After a lifetime of strangers scurrying from my path, coworkers asking if I’m angry with them and people looking back at me with a panicked “What?” I accepted my diagnosis. I have what medical professionals call severe chronic resting bitchface. My features naturally relax into a scowl somewhere between judgy stone statue and pre-strike hooded cobra. When concentrating or listening intently, my brows angle down like train cars about to collide. Occasionally the left eyebrow makes a break for my hairline in an arch that would make Scully flinch.
Did my childhood RBF save me from sharing a seat on the bus through elementary and middle school? Sure. But the perks have been few. I’ve tried to manage my RBF and soften my features when ordering food or taking notes in meetings. Apparently I’ve been unsuccessful, though I’m told I look fine smiling in photos so long as I don’t bare my teeth. If not laughing or eating, say, a very good piece of cheesecake, I look like I’m planning your death, where to bury you and how much salt I’ll need to make sure nothing ever grows there again.
When people recoil, I’ve always responded with, “This is just my face.” But lately, if you ask me about my RBF, even if I happen to be reclining by a pool, drinking from a pineapple, I might overcome the reflex to dismiss my expression and reply, “I’m filled with a molten rage that could turn this whole place and everyone in it to silvery heaps of ash. Thanks for asking.”
Because holy hell.

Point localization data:
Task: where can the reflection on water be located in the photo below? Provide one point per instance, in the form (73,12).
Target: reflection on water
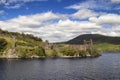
(105,67)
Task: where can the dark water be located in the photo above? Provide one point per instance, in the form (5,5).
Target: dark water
(105,67)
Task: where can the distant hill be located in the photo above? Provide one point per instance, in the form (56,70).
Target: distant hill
(97,38)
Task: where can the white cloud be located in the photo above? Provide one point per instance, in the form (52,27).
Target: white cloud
(2,11)
(92,4)
(84,13)
(59,27)
(83,5)
(15,4)
(112,19)
(115,1)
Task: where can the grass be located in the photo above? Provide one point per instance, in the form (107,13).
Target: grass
(106,47)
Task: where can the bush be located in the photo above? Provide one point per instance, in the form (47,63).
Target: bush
(68,52)
(3,44)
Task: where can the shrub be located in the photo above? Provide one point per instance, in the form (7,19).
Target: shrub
(3,44)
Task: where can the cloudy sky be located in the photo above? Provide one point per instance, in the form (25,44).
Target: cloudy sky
(61,20)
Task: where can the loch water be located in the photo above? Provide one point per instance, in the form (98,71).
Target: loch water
(105,67)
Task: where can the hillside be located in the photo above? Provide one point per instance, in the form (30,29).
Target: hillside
(16,45)
(96,39)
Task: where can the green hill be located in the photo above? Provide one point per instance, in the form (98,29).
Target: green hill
(16,45)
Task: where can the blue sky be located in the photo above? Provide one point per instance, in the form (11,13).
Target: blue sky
(61,20)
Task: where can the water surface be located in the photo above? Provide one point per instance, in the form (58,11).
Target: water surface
(105,67)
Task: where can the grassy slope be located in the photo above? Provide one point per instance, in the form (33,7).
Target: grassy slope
(107,47)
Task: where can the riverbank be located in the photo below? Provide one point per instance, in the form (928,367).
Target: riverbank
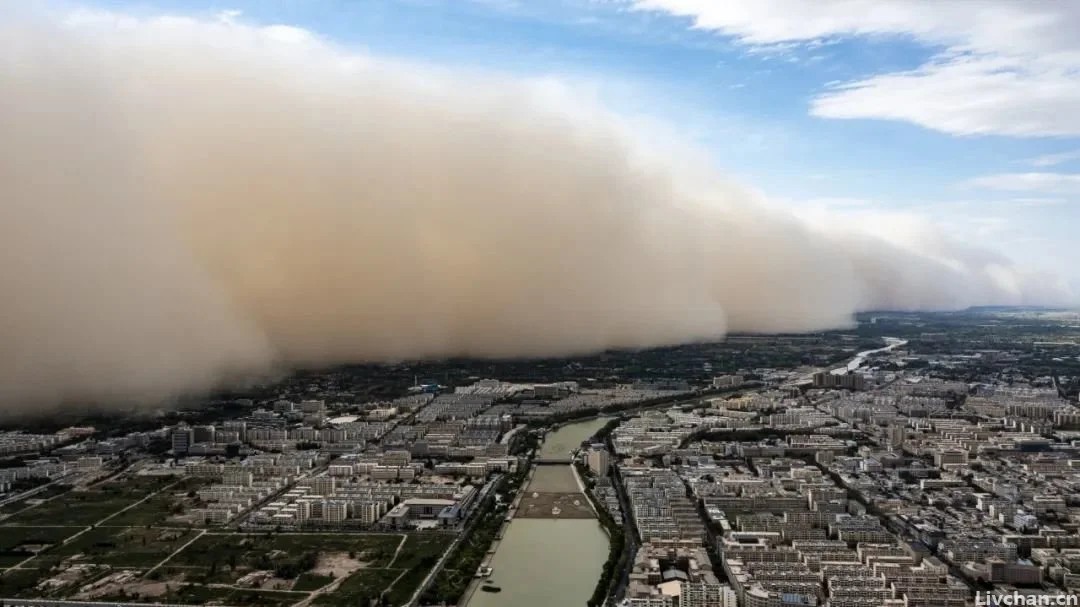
(548,558)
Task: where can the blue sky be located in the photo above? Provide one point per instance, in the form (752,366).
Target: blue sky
(956,110)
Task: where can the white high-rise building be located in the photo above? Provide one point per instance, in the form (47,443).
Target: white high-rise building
(335,511)
(599,460)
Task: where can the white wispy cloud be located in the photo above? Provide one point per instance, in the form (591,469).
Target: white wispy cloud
(1054,159)
(1043,183)
(1003,67)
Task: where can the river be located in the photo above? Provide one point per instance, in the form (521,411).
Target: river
(545,562)
(892,342)
(561,442)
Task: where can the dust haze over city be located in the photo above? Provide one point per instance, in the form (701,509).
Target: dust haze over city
(539,304)
(193,200)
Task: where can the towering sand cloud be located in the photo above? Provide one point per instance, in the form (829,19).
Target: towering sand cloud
(184,202)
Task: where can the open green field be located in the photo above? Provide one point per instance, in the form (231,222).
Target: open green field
(115,541)
(89,507)
(50,491)
(15,542)
(162,506)
(119,547)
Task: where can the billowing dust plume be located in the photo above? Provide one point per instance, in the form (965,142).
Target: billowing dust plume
(184,202)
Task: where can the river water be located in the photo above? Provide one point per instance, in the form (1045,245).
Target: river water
(549,562)
(568,437)
(861,356)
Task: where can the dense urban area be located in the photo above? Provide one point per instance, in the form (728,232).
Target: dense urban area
(912,460)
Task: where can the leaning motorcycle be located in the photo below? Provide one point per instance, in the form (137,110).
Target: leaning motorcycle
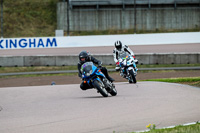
(127,67)
(96,79)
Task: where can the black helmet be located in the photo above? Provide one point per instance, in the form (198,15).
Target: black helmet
(83,56)
(118,45)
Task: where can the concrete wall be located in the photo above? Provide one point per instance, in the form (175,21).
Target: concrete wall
(124,19)
(10,61)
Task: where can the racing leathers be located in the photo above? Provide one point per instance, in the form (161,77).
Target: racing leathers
(84,86)
(117,53)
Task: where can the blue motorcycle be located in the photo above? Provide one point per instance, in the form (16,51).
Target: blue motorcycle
(96,79)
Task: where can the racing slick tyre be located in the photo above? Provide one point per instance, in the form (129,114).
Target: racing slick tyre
(113,91)
(132,77)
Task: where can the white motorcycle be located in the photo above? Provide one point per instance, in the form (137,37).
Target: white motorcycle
(128,68)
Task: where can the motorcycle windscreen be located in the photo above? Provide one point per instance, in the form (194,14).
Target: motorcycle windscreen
(86,67)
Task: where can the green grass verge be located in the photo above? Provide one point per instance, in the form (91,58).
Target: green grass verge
(194,81)
(195,128)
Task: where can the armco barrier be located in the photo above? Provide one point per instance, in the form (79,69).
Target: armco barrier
(171,58)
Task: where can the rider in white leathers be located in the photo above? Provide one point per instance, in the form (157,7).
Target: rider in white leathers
(119,49)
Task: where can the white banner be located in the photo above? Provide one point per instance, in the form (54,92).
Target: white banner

§ **Task list**
1: Reproduce the essay about resting bitchface starting with "After a lifetime" and going on through "make Scully flinch.", substituting "viper" for "cobra".
2: According to the essay about resting bitchface, what did the writer's childhood RBF provide relief from during elementary and middle school?
The entries are separate material and are unrelated to the essay about resting bitchface.

§ **Completed exercise**
1:
After a lifetime of strangers scurrying from my path, coworkers asking if I’m angry with them and people looking back at me with a panicked “What?” I accepted my diagnosis. I have what medical professionals call severe chronic resting bitchface. My features naturally relax into a scowl somewhere between judgy stone statue and pre-strike hooded viper. When concentrating or listening intently, my brows angle down like train cars about to collide. Occasionally the left eyebrow makes a break for my hairline in an arch that would make Scully flinch.

2: Sharing a seat on the bus.